Work to do -
Render everything in the records below from the line containing "Where can the outstretched" down to the line containing "x=19, y=429", both included, as a numbered list with blank lines omitted.

Source material -
#####

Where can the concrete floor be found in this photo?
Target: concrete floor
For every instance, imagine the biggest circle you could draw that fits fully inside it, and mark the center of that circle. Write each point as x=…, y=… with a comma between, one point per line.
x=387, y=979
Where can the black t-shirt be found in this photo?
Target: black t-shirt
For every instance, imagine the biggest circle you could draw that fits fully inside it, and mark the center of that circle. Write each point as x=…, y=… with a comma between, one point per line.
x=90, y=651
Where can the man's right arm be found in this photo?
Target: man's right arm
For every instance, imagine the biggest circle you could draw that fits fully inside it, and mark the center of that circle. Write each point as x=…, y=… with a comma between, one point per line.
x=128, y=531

#####

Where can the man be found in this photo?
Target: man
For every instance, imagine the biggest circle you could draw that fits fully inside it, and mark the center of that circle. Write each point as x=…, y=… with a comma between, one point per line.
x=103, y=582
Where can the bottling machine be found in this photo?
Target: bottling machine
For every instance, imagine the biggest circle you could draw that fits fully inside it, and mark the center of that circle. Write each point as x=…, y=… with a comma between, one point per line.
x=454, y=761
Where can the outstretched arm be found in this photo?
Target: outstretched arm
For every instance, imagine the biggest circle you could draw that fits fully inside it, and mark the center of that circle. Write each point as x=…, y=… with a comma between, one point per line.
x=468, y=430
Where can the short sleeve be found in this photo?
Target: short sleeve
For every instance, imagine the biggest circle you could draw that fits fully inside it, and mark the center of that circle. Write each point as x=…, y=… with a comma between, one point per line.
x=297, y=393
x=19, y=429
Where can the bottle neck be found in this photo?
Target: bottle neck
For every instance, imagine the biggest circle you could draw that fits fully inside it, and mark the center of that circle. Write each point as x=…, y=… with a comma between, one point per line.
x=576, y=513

#####

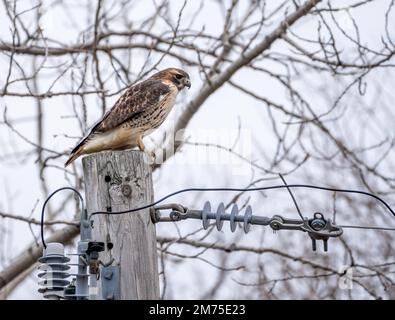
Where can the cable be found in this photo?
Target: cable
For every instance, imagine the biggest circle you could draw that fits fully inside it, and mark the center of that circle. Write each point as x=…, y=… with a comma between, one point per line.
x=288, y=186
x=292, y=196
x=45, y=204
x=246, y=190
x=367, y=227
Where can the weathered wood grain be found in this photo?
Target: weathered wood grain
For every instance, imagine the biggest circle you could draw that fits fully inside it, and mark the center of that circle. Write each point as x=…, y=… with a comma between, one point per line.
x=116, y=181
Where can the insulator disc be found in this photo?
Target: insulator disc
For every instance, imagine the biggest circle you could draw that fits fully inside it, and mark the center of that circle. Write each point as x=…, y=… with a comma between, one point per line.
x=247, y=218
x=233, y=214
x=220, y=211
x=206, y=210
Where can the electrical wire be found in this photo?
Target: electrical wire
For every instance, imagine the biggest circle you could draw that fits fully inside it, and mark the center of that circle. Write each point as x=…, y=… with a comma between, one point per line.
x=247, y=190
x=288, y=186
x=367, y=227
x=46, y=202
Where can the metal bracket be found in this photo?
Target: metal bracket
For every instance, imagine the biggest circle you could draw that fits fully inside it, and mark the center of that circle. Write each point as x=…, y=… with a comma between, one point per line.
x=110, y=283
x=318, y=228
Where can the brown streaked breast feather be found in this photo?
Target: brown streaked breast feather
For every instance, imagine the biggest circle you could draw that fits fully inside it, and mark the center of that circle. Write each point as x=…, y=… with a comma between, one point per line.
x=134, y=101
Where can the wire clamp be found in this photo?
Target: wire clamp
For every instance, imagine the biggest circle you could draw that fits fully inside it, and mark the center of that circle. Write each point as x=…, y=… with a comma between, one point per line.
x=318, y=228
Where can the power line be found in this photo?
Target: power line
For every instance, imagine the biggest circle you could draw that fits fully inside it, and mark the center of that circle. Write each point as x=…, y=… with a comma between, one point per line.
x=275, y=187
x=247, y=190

#####

Completed exercise -
1. Where can the outstretched arm be found in this photo?
2. Target: outstretched arm
3. For every instance, imagine the biggest circle you could draw that fits fully inside it, and mark the center of that circle. Write each point as x=…, y=… with a comma between, one point per line.
4. x=468, y=430
5. Where can the short sleeve be found in this photo?
6. Target: short sleeve
7. For every instance, imagine the biggest circle you could draw that fits fully inside it, and mark the center of that circle. Write each point as x=…, y=… with a comma between, one point per line.
8. x=297, y=393
9. x=19, y=429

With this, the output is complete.